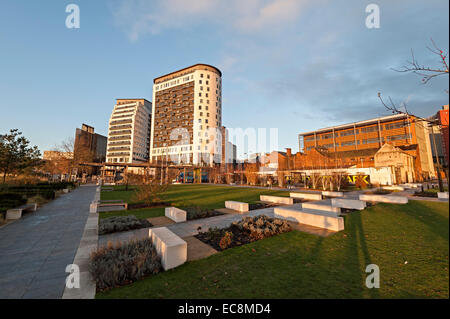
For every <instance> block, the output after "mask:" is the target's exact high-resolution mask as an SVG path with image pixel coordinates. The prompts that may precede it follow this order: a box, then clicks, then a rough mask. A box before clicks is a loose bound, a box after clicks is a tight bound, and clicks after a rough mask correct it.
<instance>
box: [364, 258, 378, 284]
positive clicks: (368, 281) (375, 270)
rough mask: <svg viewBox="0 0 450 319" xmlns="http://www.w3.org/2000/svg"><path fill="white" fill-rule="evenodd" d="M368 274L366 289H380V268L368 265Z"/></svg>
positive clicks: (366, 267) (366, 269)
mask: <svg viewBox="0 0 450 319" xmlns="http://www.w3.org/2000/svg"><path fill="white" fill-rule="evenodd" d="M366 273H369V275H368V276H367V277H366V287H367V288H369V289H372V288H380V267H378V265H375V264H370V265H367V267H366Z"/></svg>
• • • • • • •
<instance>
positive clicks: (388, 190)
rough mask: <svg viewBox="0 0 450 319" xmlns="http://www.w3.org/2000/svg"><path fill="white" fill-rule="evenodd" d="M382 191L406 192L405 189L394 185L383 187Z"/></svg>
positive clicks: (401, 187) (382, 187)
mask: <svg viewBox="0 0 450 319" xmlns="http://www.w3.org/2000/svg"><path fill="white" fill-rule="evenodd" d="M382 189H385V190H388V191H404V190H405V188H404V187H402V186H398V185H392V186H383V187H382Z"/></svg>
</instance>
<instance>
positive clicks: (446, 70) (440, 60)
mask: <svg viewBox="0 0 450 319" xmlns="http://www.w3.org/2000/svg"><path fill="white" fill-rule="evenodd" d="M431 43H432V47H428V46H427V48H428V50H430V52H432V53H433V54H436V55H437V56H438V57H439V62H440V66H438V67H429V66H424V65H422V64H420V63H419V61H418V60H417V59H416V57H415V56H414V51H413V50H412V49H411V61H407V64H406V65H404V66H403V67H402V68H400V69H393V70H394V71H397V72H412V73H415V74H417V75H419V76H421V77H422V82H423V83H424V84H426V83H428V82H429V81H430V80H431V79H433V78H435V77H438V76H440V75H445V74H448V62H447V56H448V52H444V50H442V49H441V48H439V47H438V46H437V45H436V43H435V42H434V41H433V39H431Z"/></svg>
• • • • • • •
## Work item
Return the lines of the records that include the string "rough".

## Task answer
For every <instance> block, the output after "mask:" is the target's exact high-resolution mask as an SVG path with image pixel coordinates. The prompts that may precede it follow this order: a box, then clicks, then a rough mask. A box before clicks is a loose bound, a box after clicks is a tight bound, and clicks after a rough mask correct it.
rough mask: <svg viewBox="0 0 450 319" xmlns="http://www.w3.org/2000/svg"><path fill="white" fill-rule="evenodd" d="M368 274L366 289H380V268L368 265Z"/></svg>
rough mask: <svg viewBox="0 0 450 319" xmlns="http://www.w3.org/2000/svg"><path fill="white" fill-rule="evenodd" d="M382 191L406 192L405 189L394 185L383 187Z"/></svg>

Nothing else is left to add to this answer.